### REQUIRED WORK
Revise the stretch of entries from the line containing "Target: woman's eyebrow" through the end of the entries, swapping "doorway" for "entryway" and leaving everything else unchanged.

****************************************

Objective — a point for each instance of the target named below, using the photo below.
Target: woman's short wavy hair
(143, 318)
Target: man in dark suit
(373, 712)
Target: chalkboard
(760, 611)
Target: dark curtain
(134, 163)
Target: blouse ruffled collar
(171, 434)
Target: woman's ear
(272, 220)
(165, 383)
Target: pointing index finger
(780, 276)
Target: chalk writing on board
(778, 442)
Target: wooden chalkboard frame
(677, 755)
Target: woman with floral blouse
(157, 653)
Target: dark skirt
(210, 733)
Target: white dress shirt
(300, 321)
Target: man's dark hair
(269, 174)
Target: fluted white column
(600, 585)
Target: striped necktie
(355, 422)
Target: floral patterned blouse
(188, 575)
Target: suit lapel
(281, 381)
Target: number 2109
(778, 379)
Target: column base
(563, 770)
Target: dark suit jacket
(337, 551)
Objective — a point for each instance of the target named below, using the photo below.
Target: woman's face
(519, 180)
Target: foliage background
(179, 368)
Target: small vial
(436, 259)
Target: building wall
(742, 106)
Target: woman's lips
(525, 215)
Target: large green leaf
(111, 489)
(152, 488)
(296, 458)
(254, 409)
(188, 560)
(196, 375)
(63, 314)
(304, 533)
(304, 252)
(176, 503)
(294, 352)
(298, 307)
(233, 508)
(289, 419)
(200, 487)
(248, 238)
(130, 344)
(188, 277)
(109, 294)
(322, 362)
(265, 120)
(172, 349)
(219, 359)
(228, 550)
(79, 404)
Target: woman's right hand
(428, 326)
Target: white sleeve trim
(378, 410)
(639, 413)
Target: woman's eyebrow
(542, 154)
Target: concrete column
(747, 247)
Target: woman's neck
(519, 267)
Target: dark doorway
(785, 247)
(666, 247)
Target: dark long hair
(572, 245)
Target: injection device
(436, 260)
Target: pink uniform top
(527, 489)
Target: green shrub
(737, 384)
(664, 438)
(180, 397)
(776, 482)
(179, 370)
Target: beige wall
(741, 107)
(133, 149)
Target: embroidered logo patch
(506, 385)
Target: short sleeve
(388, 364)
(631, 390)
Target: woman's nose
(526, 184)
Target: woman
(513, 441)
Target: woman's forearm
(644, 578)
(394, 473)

****************************************

### RESPONSE TO THE EXERCISE
Target: woman's eyebrow
(542, 154)
Target: concrete column
(747, 247)
Target: woman's neck
(519, 267)
Target: dark entryway
(785, 247)
(666, 247)
Target: dark long hair
(572, 245)
Target: injection device
(436, 260)
Target: pink uniform top
(527, 489)
Target: green shrub
(737, 384)
(664, 438)
(180, 397)
(776, 482)
(179, 370)
Target: beige wall
(741, 107)
(133, 149)
Target: embroidered logo patch
(506, 385)
Target: short sleeve
(388, 364)
(631, 390)
Target: woman's nose
(526, 184)
Target: woman
(513, 441)
Target: woman's forearm
(644, 578)
(394, 473)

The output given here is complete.